↓

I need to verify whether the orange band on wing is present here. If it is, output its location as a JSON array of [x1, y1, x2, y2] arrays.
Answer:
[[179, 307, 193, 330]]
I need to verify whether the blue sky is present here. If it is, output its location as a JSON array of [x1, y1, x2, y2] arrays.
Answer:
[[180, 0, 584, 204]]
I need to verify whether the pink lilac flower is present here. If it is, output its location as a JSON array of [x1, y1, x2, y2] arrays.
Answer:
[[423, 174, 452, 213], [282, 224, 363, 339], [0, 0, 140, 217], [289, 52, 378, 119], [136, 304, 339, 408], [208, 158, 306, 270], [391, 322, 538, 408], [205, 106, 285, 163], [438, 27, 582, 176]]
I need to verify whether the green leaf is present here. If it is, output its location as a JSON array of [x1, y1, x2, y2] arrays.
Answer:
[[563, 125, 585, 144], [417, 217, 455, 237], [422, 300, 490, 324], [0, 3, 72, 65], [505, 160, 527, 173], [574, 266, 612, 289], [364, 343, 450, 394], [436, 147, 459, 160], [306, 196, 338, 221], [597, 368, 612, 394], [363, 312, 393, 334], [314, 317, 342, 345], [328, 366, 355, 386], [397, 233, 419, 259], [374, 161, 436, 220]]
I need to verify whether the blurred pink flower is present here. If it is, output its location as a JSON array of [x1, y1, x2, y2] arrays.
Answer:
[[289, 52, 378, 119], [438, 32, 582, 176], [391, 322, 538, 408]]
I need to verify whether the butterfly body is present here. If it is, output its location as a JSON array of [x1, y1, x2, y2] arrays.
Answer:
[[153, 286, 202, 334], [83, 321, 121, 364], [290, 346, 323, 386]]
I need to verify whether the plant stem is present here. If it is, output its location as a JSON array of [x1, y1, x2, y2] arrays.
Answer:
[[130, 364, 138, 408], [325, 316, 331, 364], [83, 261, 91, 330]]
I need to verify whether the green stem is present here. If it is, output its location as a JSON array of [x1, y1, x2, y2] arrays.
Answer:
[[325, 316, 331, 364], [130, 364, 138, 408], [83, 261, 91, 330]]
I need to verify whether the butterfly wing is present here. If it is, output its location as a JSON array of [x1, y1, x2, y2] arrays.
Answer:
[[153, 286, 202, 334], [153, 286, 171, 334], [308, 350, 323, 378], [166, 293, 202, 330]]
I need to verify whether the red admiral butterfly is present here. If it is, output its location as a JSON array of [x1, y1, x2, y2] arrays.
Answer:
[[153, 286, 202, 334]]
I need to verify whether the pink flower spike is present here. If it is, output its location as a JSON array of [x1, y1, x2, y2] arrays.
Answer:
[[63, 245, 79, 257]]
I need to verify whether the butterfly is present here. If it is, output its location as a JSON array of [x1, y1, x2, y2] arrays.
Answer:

↑

#### What to produce
Rewrite all of the lines above, changing every "verify" to "check" and leaving the rest unchanged.

#### Result
I need to check whether the orange band on wing is present here. If it is, output its location as a JSON array of [x1, y1, x2, y2] arrays.
Answer:
[[179, 307, 193, 330]]
I need to check whether the blue sky is present here. If it is, output its location as a JSON array of [x1, y1, x2, y2] arrays.
Answer:
[[180, 0, 584, 204]]
I need to check whether the pink lilac flower is present here. If it is, output its location as a JSON array of [x1, y1, x2, y2] arrays.
Answer:
[[423, 174, 452, 213], [282, 224, 363, 339], [0, 0, 140, 217], [289, 52, 378, 119], [136, 304, 339, 408], [208, 158, 306, 270], [391, 322, 538, 408], [205, 106, 285, 163], [438, 27, 582, 176]]
I need to check whether the green leaf is present here. If it is, output its location as a JSON array of [x1, y1, x2, y2] arrays.
Answer:
[[563, 125, 585, 144], [417, 217, 455, 237], [422, 300, 490, 324], [0, 3, 72, 65], [505, 160, 527, 173], [574, 266, 612, 289], [364, 343, 450, 394], [436, 147, 459, 160], [306, 196, 338, 221], [597, 368, 612, 394], [363, 312, 393, 334], [314, 317, 342, 345], [328, 366, 355, 386], [397, 233, 419, 259], [374, 161, 436, 220]]
I need to check whether the blurred pink flower is present here. If it is, output its location as a JSON array of [x1, y1, x2, y2] arrays.
Answer:
[[289, 52, 378, 119], [438, 32, 582, 176], [391, 322, 538, 408]]
I need to check whether the butterfly body is present here. If it is, output its location as a JSON array of [x1, y1, x2, y2] arrays.
Answer:
[[153, 286, 202, 334], [83, 321, 121, 364], [290, 346, 323, 386]]
I need to check whether the plant stem is present here. If it is, output its location as a JSON array of [x1, y1, x2, y2] arrays.
Answer:
[[130, 364, 138, 408], [325, 316, 331, 364], [83, 261, 91, 330]]
I need to check whether the green stem is present here. If it is, output its location as a JSON array of [x1, y1, x2, y2] arrays.
Answer:
[[325, 316, 331, 364], [130, 364, 138, 408], [83, 261, 91, 330]]
I need to check whether the butterfly wing is present here. If it is, output its location as a JSON array of [x1, y1, x2, y2] arrays.
Answer:
[[153, 286, 202, 334], [153, 286, 171, 334], [308, 350, 323, 378], [166, 293, 202, 330]]
I need to check whether the red admiral butterfly is present here. If it is, output its location as a JSON array of [x1, y1, x2, y2] arrays.
Answer:
[[153, 286, 202, 334]]
I need to check whether the pink flower spike is present here. If it is, output its location as a JSON array of [x1, y1, x2, y2] arrays.
Answer:
[[63, 245, 79, 257]]
I need to check whether the butterfly is present here. If it is, output its location as a JSON array of [x1, y1, x2, y2] arrays.
Answer:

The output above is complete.